[INSTRUCTIONS TO FOLLOW]:
Each line of the data below that carries the word "framed" needs to be copied.

Natural language region descriptions

####

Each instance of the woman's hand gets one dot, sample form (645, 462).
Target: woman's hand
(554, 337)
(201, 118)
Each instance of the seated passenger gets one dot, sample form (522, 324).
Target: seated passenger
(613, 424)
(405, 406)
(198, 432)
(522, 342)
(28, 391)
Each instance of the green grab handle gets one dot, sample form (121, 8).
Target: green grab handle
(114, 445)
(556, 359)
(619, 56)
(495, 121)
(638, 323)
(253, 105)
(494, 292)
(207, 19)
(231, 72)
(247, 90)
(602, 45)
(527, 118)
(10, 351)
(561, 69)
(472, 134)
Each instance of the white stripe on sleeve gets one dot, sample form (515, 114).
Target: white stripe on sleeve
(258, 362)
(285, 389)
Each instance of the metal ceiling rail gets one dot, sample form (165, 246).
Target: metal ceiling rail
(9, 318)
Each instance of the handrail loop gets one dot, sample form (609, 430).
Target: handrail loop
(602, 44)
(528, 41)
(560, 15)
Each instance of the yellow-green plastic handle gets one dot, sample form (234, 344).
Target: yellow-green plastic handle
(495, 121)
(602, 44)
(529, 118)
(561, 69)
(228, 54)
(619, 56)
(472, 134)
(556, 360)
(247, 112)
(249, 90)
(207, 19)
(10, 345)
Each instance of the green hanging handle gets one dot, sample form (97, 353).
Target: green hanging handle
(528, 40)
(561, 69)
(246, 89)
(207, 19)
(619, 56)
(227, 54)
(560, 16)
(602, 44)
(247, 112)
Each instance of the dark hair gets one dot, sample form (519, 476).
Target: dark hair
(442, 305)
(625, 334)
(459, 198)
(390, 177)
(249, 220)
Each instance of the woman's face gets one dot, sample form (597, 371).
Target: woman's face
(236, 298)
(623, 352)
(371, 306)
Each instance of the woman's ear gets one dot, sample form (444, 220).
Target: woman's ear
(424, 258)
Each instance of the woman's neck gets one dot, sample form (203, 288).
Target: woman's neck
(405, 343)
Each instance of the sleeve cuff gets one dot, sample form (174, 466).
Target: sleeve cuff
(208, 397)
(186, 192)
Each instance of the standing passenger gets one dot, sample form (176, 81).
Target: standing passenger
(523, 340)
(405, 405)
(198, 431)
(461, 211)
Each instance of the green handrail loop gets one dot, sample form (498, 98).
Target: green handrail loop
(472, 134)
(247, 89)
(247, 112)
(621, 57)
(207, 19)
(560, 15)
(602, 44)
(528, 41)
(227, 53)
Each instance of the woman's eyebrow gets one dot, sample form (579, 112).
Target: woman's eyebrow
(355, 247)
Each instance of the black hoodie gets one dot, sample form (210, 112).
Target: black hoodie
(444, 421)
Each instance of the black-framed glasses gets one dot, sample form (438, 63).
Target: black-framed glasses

####

[WRITTEN SOLUTION]:
Each instance of the black-framed glasses gets one dot, sample form (438, 63).
Target: black-framed glasses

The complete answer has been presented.